* _What to produce_: Go through the data and report each line that holds the string "desert".

------ Data records ------

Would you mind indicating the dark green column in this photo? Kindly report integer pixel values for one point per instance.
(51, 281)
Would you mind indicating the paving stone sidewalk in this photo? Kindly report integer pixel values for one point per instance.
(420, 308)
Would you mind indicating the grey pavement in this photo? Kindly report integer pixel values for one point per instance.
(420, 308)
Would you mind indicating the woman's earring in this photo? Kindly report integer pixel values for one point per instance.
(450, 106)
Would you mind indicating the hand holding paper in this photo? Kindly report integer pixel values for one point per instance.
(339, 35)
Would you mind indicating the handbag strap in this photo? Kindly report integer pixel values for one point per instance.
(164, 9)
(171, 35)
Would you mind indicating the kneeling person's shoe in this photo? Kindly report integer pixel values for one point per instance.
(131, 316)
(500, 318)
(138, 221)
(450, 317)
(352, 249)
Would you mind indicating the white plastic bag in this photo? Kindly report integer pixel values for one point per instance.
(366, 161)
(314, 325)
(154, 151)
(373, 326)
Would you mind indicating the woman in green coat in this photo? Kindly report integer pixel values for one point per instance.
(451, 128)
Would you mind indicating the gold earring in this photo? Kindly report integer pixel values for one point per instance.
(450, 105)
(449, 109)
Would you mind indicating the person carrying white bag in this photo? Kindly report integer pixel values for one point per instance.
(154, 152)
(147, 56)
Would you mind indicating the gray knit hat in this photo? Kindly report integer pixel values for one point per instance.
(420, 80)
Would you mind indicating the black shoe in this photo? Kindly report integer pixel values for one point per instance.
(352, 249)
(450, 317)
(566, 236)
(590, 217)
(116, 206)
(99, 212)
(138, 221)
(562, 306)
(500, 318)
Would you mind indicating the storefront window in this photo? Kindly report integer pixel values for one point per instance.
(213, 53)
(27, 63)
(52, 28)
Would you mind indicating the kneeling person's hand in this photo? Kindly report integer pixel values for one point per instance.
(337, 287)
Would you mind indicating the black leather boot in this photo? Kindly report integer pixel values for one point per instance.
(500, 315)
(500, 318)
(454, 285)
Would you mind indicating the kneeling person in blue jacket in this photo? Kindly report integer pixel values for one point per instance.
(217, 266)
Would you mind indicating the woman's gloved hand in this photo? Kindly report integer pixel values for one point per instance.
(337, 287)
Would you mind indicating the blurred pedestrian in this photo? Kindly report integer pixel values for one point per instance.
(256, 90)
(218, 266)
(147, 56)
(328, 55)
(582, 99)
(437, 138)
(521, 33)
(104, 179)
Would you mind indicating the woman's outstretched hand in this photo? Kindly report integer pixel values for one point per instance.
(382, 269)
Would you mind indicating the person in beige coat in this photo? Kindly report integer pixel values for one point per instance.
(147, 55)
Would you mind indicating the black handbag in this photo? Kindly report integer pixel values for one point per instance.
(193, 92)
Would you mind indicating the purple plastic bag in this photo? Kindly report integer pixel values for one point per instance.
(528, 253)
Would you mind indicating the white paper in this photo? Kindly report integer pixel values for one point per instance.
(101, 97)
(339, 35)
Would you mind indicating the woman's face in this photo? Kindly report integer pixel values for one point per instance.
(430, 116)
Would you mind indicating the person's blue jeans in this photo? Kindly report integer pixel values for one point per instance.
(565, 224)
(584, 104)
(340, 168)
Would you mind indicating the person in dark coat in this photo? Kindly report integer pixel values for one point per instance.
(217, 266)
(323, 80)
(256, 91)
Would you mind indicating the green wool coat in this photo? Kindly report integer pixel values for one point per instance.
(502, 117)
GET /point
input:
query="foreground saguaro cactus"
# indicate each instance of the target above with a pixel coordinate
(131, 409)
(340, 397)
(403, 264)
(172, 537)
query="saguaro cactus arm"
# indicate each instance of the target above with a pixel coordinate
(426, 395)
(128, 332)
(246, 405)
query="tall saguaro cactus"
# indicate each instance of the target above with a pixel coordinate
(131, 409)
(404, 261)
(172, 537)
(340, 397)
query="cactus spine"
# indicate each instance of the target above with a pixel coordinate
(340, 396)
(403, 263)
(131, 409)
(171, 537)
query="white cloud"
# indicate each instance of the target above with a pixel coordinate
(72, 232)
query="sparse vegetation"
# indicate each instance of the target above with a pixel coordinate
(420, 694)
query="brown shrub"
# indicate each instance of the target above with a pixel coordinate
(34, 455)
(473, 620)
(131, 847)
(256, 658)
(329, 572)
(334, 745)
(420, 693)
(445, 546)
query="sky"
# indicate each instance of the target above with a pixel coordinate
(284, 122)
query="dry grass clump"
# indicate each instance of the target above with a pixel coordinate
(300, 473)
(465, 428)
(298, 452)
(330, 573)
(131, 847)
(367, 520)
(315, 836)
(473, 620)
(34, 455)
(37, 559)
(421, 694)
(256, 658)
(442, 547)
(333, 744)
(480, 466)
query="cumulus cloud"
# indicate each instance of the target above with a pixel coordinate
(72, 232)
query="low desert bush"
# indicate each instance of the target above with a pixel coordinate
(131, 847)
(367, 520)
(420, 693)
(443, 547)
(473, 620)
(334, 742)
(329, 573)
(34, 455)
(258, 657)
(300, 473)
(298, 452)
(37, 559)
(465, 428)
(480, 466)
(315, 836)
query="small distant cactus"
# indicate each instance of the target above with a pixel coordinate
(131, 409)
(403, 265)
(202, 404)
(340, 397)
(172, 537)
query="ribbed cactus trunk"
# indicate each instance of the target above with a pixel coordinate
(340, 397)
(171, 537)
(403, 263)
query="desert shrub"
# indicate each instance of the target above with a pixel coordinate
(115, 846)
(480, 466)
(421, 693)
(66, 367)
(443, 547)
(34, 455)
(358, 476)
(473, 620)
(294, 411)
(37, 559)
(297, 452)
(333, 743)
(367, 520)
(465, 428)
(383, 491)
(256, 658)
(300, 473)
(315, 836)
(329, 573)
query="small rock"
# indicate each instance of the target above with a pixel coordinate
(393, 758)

------

* _Your response_:
query="low desert bush"
query="desert shrub"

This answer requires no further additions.